= Texto del documento =
════════
No es fácil reconocerse como parte de una cultura menospreciada. Es apenas de 2016 el informe lapidario con que el relator especial de la ONU sobre racismo, Mutuma Ruteere, resumió la situación de los indígenas en el país. En el caso específico de Salta, dijo, escuchó sobre discriminación, que la policía actuaba con el criterio de "portación de cara" y que se ejerce violencia contra los migrantes de países vecinos. Ruteere recordó lo que ya se sabe pero se olvida, que los descendientes de culturas antiguas están excluidos de la vida política y social, que reúnen los peores indicadores socioeconómicos y educativos, que no hay gente de sus pueblos en cargos claves para la toma de decisiones. Dijo también que están, ellos y sus culturas, invisibilizados.
════════
= Extracto de datos =
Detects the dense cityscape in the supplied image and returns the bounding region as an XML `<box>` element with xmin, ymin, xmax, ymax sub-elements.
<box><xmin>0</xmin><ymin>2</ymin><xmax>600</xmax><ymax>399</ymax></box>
════════
= Conjunto de tareas =
a - Según el texto sobre la situación de los indígenas, ¿qué cargo ocupaba Mutuma Ruteere?
b - Transcriba del texto sobre la situación de los indígenas todo lo que va desde "No es fácil" hasta "sus culturas, invisibilizados.".
c - Prosiga el texto sobre la situación de los indígenas a partir del punto en que termina.

= Respuestas por tarea =
a - Era el relator especial de la ONU sobre racismo.

b -
No es fácil reconocerse como parte de una cultura menospreciada. Es apenas de 2016 el informe lapidario con que el relator especial de la ONU sobre racismo, Mutuma Ruteere, resumió la situación de los indígenas en el país. En el caso específico de Salta, dijo, escuchó sobre discriminación, que la policía actuaba con el criterio de "portación de cara" y que se ejerce violencia contra los migrantes de países vecinos. Ruteere recordó lo que ya se sabe pero se olvida, que los descendientes de culturas antiguas están excluidos de la vida política y social, que reúnen los peores indicadores socioeconómicos y educativos, que no hay gente de sus pueblos en cargos claves para la toma de decisiones. Dijo también que están, ellos y sus culturas, invisibilizados.

c -
Aunque hace años ya que las ciencias sociales desnudaron la pretensión argentina de creerse el país blanco de América Latina, hay un sentido común que parece todavía sentirse a gusto con esa falacia. La televisión, un buen indicador del modo en que nos gusta retratarnos, lo deja al descubierto: no hay descendientes de pueblos originarios ni inmigrantes de países limítrofes en la programación nacional. Si aparecen, es en un documental. Somos todos blancos, insistimos.
En África, como en la Argentina y en buena parte del mundo, el color de la piel condiciona destinos. ¿Podemos asombrarnos de que los miembros de una cultura o una raza busquen borrar toda evidencia de esa identidad? Mientras no quede otra opción, el triunfo asfixiante de la norma blanca y occidental que homogeneiza el planeta necesita por lo menos de programas específicos que contrarresten sus daños.